#### [To do]
Please rewrite all of the records below as a numbered list, leaving out any blank lines.

════

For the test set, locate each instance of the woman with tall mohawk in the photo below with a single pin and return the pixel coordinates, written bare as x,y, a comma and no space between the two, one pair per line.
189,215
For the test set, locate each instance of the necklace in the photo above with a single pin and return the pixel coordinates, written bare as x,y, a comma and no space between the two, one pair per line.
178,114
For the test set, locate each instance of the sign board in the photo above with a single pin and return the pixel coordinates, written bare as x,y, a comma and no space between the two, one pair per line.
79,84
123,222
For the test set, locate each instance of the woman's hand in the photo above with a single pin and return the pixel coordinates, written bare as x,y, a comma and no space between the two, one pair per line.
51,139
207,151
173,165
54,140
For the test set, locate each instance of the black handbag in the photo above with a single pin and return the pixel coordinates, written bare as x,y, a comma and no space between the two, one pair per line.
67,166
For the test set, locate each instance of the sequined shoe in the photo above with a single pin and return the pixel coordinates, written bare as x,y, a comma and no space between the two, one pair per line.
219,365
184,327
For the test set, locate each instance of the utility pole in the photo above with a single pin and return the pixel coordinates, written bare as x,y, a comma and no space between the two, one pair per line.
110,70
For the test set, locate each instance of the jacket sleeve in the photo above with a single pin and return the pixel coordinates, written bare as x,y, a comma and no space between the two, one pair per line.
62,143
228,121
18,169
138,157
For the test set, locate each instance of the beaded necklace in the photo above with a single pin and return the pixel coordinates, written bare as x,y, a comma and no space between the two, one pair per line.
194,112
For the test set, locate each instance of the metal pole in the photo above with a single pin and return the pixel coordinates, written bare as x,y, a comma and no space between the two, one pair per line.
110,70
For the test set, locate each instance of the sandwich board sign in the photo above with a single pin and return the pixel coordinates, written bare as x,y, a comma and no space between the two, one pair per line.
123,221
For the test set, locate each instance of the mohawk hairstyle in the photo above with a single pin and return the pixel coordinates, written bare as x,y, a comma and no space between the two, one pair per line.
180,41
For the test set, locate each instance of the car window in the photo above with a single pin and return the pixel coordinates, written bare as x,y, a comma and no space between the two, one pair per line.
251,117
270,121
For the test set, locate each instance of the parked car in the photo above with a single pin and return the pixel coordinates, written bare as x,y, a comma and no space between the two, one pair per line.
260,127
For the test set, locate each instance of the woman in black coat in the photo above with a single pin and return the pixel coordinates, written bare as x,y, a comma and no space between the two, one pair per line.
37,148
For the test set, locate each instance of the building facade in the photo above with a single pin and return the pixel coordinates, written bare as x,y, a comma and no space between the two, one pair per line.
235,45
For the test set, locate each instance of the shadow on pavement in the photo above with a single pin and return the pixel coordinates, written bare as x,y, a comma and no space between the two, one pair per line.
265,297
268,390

════

#### [Task result]
1. For the test set, locate each instance of the woman with tall mohawk in the photo below with a single pin and return the pixel coordinates, written bare as x,y, a comma and no space between the two, one pair per line.
2. 189,215
3. For the test set, locate each instance of the necklace in the photo above with a single pin and return the pixel coordinates, written bare as x,y, a comma and no space between the two, one pair per line.
4. 178,114
5. For the test set, locate each instance of the sign board in the photo above with a single pin and return the pixel coordinates, written bare as x,y, a comma and no space between the two, one pair per line.
6. 79,84
7. 123,222
8. For the test set, locate each instance of the woman's hand in the photo above with a single pin and return the pixel coordinates, written bare as x,y, a comma and no space between the two, one pair per line.
9. 51,139
10. 207,151
11. 173,165
12. 54,140
13. For the test set, locate each instance of the black handbag in the photo above with a single pin and return the pixel coordinates, written bare as x,y, a comma and no space between the two, one pair per line.
14. 67,166
15. For the test set, locate each instance of the sequined shoe in the photo above with a single pin and return the pixel coordinates, written bare as x,y, a comma and no space between the two, one pair per line.
16. 219,365
17. 184,327
18. For the test set, locate each instance of the utility pole in the photo above with a single pin and return the pixel coordinates, written bare as x,y, a comma and no space between the two, one pair per line.
19. 110,70
20. For the test set, locate each instance of the jacket sleeve in the photo above with a single pin and return the pixel coordinates, written bare as x,y, a comma and no space between the two, one pair per line.
21. 62,143
22. 228,121
23. 18,169
24. 138,157
25. For the test set, locate each instance of the beaded necklace in the photo above with a single pin and return the pixel coordinates, written bare as x,y, a comma and no space between the two, one pair per line.
26. 194,112
27. For the test set, locate each instance of the metal pole in the photo above with a single pin and return the pixel coordinates, written bare as x,y, a comma and no space between the two, one pair per line.
28. 110,70
29. For the test set, locate each instance of the sandwich board sign in the photo above with a single pin and return the pixel coordinates, written bare as x,y, a comma and no space between the two, one pair per line.
30. 123,221
31. For the test set, locate each instance of the mohawk hairstyle in the photo above with a single pin and return the pixel coordinates, written bare as x,y, a comma and no space between the two, one pair per line.
32. 180,41
33. For the test set, locate each instance of the car window in the photo above with a single pin and return the pixel coordinates, written bare as x,y, a comma and no space between the two, one pair per line.
34. 251,117
35. 270,121
36. For the test set, locate each instance of the parked car in the photo above with a single pin and return the pixel coordinates, written bare as x,y, a comma and no space between the two, one pair per line.
37. 260,127
38. For the test set, locate each instance of the woman in black coat in the photo above with a single pin and return the pixel coordinates, written bare as x,y, a comma and no space between the two, one pair per line.
39. 37,148
40. For the test set, locate each instance of the building facade in the photo above with a single pin and return the pixel coordinates, written bare as x,y, a comma and no space between the two, one pair per line.
41. 235,45
42. For the test set, locate each instance of the shadow on pavement in the photo above with a single pin and return the pixel coordinates, written bare as x,y, a comma and no space between the two, one pair per line.
43. 265,297
44. 268,390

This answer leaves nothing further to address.